--- Written exercise ---
Reproduce each of the items below word for word, line by line.

--- Working data ---
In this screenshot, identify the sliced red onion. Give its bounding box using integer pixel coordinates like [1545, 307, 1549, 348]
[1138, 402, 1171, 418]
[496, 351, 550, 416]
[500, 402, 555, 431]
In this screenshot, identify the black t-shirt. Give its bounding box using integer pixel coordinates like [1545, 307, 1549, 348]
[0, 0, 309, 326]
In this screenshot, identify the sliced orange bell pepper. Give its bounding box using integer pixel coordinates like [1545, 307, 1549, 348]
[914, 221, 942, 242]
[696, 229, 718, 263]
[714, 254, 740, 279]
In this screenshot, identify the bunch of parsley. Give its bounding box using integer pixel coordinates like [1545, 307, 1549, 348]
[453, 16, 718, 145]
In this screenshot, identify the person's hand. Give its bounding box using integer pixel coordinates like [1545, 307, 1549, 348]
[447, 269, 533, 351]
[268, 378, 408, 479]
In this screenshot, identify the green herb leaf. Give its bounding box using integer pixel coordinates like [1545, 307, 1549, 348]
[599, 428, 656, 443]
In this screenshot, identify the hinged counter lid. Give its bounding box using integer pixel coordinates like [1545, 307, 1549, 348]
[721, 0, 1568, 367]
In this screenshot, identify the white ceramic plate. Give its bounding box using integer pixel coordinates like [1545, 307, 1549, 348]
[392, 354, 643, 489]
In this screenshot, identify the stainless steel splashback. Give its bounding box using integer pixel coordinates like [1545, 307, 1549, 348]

--- Expected answer ---
In this screenshot, identify the sliced red onion. Give its bounding box using integer pixel coordinates like [1545, 307, 1549, 348]
[1138, 402, 1171, 418]
[496, 351, 550, 416]
[500, 402, 555, 431]
In this screenshot, identify the black t-shirt. Give its bounding box using integer pixel coordinates like [1545, 307, 1549, 348]
[0, 0, 309, 326]
In this screenshot, identify the sliced orange bell pepper. Give its bounding box using integer pixel coordinates like [1545, 307, 1549, 348]
[914, 221, 942, 242]
[696, 229, 718, 263]
[714, 254, 740, 279]
In this screenshot, identify the bunch of parsley. Give its bounding box using integer pixel coordinates like [1545, 307, 1549, 348]
[453, 16, 718, 145]
In this screenshot, identify the person's hand. Give its bounding box using integer pixel coordinates like [1545, 307, 1549, 348]
[447, 269, 533, 351]
[268, 378, 408, 479]
In this screenshot, identify the green herb leaf. Give its bounding box using integer pixel coordinates like [1545, 307, 1549, 348]
[599, 428, 656, 443]
In this screenshot, identify the hinged counter lid. Give its bounding box using integer pixel coordinates like [1545, 307, 1549, 348]
[721, 0, 1568, 367]
In this screenshot, identify the white ceramic plate. Give its bounding box using integer pixel coordinates like [1545, 307, 1549, 348]
[392, 354, 643, 489]
In this screenshot, identify the stainless steel splashback. Give its bounding box using integer pixel coordinates like [1545, 307, 1549, 348]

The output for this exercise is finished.